_EXCERPT TO READ_:
┌────────

Daimler’s Home Divests From Oil, Coal in Growing German Movementby
Stuttgart divesting to comply with climate-protection criteria
About $679 million, 20% of Stoxx 600 stocks could be affected
Stuttgart, home to one of Germany’s oldest carmakers, Daimler AG, became the latest city to says it’s divesting from companies that don’t comply with climate-protection criteria.
Tucked in the southwestern corner of Europe’s biggest economy, Stuttgart will join Dusseldorf and other cities in withholding its money from companies with stakes in oil and coal, fracking or shale gas, nuclear power and genetically modified goods, according to a municipal statement. The city of 598,000 people is reviewing Stoxx 600 companies to update its policy governing about 600 million euros ($679 million) of investments.
While leaders dither in Germany and across the globe on how and when they’ll phase out the dirtiest fossil fuels, individual investors have taken action into their own hands. Two years ago the Rockefeller Fund joined a group of 800 people and institutions that pledged to divest from fossil fuel companies and boost investments in clean energy. Bigger German cities like Stuttgart, run by a Green Party mayor, have since joined the divestment vanguard.
“We’ve hired an adviser to cross check which of the listed companies don’t comply with our criteria and no longer qualify for our investments,” said Stuttgart spokeswoman Jana Brown in an e-mail. Some 20 percent, or as many as 120 of the Stoxx 600 companies, including RWE AG. EON SE and Bayer AG, may be barred from the city’s portfolio, according to municipal documents seen by Bloomberg News.
Even as Germany leads Europe in installed green-power capacity, its carbon dioxide emissions remain stubbornly high. Hard coal and lignite generated about 40 percent of all power in the country last year. Battery- or hybrid-run cars make up less than 1 percent of all road registrations.
In addition to Daimler, Stuttgart, with an annual budget of about 6.7 billion euros is home to Porsche SE and Robert Bosch GmbH as well as some 400 small- and medium-sized car parts companies, according to the municipal website. German carmakers have only belatedly committed to electric-vehicle production and trail companies like Tesla Inc. and Nissan Motor Co. Daimler’s Mercedes-Benz brand is planning a line of electric vehicles.
All of Germany’s 16 states are required to devise strategy to cut carbon dioxide pollution as much as 95 percent by 2050 in line with Paris Climate Accord goals. As many as six states continue holding significant investments in coal and oil, according to a July report published by Der Spiegel magazine.
In June, Berlin’s regional parliament resolved to withhold pension fund investments worth 750 million euros ($849 million) from stocks falling foul of its climate-protection criteria. Dusseldorf implemented a divestment policy from as early as 2007 that pulled its holdings in utility RWE AG.
“We don’t want to name and shame companies,” Stuttgart’s Brown said, declining to provide details of planned municipal divestments. German cities and municipalities can’t raise local taxes and have limited access to capital markets to finance payrolls.
States including North Rhine-Westphalia, Bavaria, Saxony-Anhalt and Brandenburg have about 400 million euros in oil companies like Total SA, British Petroleum Plc and Royal Dutch Shell Plc and miners like BHP Billiton Ltd. and Plc, according filings cited in the Spiegel report.

└────────

_PROBLEMS TO SOLVE_:
[1] From the article on Stuttgart's divestment, list every German state named in the paragraph that begins "States including".
[2] Using the article on Stuttgart's divestment, answer each question:
(a) How many people live in Stuttgart?
(b) From what year did Dusseldorf implement its divestment policy?
(c) What share of all power in Germany did hard coal and lignite generate last year?

Referring expression grounding data:
┌────────

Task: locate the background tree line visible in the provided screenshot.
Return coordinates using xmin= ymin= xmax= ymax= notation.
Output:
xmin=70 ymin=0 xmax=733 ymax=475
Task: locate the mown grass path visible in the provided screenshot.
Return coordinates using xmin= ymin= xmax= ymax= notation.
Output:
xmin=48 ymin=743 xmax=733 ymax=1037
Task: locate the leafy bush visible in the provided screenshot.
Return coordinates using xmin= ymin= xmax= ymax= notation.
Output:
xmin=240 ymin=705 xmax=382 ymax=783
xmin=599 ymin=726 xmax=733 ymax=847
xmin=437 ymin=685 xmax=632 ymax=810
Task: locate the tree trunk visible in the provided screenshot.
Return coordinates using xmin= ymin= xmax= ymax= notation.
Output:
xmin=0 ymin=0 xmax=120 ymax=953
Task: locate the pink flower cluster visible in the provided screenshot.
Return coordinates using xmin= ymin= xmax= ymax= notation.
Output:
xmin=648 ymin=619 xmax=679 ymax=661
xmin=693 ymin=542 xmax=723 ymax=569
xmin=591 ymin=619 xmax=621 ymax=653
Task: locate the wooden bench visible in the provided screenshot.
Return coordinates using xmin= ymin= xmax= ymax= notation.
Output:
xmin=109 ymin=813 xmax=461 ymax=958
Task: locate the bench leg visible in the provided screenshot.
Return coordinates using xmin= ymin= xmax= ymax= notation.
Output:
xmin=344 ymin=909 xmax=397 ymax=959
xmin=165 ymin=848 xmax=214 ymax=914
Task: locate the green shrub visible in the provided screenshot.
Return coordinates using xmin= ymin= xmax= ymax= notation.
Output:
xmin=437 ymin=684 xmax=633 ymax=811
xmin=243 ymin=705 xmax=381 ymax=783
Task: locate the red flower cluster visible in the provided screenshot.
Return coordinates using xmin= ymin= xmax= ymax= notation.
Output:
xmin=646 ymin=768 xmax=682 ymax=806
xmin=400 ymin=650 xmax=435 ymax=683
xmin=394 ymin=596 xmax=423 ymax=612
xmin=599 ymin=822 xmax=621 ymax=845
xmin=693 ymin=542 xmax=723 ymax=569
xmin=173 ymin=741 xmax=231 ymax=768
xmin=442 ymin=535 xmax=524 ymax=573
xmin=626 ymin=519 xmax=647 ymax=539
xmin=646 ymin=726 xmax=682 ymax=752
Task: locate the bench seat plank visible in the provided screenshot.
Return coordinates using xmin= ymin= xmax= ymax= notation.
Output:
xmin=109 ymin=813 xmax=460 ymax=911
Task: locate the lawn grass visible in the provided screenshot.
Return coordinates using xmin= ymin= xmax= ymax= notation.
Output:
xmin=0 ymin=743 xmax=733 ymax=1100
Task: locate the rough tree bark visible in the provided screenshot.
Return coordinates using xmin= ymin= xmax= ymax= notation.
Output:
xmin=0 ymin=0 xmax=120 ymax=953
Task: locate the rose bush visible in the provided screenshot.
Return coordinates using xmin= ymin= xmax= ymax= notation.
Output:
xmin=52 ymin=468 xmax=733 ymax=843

└────────

_TASK-BY-TASK RESULTS_:
[1]
North Rhine-Westphalia
Bavaria
Saxony-Anhalt
Brandenburg

[2]
(a) 598,000
(b) 2007
(c) About 40 percent